Task requirements
Copy out all of the rows below again, word for word, changing nothing.

★ ★ ★ ★ ★ ★ ★

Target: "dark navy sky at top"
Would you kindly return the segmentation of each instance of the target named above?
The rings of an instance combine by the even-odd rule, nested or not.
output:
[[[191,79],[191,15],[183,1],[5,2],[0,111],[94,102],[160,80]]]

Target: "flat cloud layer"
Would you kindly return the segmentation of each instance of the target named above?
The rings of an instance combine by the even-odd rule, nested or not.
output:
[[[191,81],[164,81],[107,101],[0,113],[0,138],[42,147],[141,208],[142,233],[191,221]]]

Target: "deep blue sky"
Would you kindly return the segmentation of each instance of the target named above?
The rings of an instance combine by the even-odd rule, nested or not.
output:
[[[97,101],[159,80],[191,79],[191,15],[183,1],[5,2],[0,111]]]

★ ★ ★ ★ ★ ★ ★

Written solution
Target: "dark navy sky at top"
Would you kindly return the segmentation of each instance of the target named above?
The rings of an instance combine by the even-odd rule, nested or not.
output:
[[[191,79],[191,15],[183,1],[5,2],[0,111],[94,102],[160,80]]]

Target: "flat cloud layer"
Would you kindly return the segmentation of each instance of the target named above?
The rings of an instance combine by the even-odd rule, nested or not.
output:
[[[191,81],[164,81],[107,101],[0,113],[0,138],[42,147],[141,208],[142,233],[191,221]]]

Target: "deep blue sky"
Would you kindly return the segmentation of each instance of the target named above?
The rings of an instance combine by the even-odd rule, nested or not.
output:
[[[97,101],[159,80],[191,79],[191,15],[183,1],[5,2],[0,111]]]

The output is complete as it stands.